__Exercise objective__.
In the listing below, print exactly the lines between the line holding "of the tree?" and the line holding "the pool deck?", inclusive, and no more.

__Material to process__.
>>>

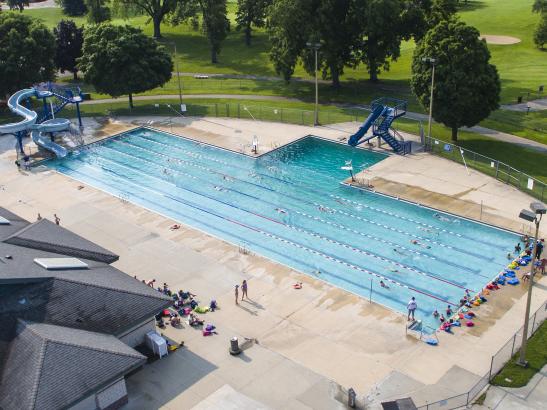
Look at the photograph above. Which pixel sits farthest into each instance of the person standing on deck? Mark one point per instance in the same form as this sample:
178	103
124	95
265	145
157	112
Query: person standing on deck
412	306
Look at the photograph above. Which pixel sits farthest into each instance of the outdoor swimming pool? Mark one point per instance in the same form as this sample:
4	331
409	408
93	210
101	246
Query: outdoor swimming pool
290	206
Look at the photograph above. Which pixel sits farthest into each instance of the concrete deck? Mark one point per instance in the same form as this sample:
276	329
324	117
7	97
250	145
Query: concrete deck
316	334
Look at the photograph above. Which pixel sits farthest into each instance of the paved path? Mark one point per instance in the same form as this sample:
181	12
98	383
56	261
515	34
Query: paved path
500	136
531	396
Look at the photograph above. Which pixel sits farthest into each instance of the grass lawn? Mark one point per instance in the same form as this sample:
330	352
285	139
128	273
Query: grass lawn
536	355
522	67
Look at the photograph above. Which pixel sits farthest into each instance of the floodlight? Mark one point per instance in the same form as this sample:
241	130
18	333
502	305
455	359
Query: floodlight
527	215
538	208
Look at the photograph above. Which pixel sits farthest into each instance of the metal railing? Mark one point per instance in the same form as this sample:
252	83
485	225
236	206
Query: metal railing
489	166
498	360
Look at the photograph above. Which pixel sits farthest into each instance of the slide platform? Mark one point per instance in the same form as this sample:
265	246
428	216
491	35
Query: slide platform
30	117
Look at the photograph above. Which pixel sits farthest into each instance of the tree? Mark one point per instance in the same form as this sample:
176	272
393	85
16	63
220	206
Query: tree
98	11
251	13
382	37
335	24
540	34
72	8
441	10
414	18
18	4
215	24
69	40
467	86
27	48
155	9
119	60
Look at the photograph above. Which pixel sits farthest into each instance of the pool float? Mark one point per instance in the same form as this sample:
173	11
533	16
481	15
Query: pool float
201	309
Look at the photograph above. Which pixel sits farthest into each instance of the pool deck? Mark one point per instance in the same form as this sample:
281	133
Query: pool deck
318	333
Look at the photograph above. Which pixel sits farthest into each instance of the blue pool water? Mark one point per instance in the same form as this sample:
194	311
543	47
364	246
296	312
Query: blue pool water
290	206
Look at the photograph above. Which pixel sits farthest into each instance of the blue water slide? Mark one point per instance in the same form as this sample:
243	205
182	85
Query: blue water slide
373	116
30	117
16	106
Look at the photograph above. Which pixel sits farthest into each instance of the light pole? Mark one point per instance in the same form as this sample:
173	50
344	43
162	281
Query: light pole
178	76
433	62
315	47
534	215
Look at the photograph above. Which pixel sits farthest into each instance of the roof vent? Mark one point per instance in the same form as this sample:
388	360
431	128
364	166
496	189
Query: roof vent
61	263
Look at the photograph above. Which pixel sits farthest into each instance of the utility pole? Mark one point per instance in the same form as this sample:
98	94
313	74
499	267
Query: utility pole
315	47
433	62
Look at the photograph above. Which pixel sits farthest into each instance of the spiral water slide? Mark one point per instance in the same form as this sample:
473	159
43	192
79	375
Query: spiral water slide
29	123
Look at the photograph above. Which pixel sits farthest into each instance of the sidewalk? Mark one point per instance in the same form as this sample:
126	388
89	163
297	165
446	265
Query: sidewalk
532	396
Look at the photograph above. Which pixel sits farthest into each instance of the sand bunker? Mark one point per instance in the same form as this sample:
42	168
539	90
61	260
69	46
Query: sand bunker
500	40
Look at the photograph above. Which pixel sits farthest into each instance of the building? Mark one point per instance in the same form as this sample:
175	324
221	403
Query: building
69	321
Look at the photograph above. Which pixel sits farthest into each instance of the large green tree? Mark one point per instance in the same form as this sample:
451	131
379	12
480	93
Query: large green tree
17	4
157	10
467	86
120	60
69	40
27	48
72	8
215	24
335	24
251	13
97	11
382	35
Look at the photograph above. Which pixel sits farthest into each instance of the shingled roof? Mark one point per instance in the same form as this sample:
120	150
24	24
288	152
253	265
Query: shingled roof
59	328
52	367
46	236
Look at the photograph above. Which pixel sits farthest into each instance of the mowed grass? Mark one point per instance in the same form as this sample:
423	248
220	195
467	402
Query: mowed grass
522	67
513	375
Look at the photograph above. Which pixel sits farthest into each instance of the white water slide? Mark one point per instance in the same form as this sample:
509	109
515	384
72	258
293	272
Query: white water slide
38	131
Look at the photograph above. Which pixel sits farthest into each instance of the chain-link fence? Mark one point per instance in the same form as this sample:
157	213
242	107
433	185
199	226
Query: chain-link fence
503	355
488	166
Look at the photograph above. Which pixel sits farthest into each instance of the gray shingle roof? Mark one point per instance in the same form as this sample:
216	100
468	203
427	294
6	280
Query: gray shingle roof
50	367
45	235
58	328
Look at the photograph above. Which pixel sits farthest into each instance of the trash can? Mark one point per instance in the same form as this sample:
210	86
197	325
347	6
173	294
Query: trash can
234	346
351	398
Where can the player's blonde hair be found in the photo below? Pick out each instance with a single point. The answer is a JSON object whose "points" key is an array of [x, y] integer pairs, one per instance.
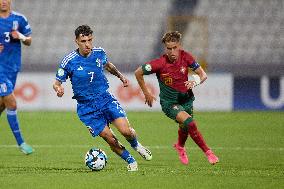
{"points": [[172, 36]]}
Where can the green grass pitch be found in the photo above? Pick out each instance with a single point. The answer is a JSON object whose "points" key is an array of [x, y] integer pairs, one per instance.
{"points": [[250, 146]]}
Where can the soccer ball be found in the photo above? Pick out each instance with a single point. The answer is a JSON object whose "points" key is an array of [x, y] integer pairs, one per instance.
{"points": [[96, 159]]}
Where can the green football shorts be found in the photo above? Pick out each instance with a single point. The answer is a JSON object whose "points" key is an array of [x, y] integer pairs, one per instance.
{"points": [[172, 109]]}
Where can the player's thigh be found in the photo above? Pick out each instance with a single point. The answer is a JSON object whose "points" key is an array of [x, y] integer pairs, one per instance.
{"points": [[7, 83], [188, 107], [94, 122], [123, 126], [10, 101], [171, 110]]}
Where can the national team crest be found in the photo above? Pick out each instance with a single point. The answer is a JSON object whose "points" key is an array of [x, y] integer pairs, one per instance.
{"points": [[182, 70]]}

<<<
>>>

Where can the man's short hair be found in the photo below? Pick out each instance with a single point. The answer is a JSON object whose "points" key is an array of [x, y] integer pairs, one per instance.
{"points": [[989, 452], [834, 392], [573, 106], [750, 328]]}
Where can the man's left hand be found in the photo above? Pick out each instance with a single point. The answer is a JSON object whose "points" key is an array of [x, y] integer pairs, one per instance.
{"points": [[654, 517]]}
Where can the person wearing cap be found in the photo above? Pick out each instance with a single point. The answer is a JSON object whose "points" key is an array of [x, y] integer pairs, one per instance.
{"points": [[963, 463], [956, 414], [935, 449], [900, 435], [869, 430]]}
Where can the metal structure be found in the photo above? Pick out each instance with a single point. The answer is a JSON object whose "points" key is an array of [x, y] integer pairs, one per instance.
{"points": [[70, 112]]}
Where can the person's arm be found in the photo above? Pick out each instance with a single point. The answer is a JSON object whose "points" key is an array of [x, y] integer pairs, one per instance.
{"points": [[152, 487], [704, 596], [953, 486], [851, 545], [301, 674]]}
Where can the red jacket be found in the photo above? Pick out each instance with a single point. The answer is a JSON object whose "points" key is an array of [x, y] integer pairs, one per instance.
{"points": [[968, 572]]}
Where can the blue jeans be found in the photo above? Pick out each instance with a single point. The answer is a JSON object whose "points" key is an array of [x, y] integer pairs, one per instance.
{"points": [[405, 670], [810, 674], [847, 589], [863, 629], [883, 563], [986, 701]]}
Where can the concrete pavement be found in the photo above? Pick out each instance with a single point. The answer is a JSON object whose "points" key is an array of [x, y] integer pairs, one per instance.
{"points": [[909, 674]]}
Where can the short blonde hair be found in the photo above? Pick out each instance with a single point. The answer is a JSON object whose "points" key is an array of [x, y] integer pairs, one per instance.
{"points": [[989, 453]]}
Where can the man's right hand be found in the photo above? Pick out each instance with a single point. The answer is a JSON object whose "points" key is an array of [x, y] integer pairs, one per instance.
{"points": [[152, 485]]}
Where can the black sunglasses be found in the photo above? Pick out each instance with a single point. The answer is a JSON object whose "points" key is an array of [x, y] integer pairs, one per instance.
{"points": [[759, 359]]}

<<<

__Answer box__.
Look at the photograph above. Which pixel sits farthest into each instance of the tree? Mark one point per instance in the same form as this sample:
176	272
393	85
16	63
220	206
Query: tree
98	11
251	13
382	37
335	24
540	34
72	8
441	10
414	18
18	4
215	24
69	40
467	86
27	48
155	9
119	60
Look at the photograph above. Which pixel sits farthest into each instance of the pool float? Mark one point per instance in the same form as this sample:
173	11
533	16
481	15
Query: pool float
201	309
Look at the photograph above. Which pixel sits farthest into each instance of the pool deck? Mark one point per instance in the same form as this sample:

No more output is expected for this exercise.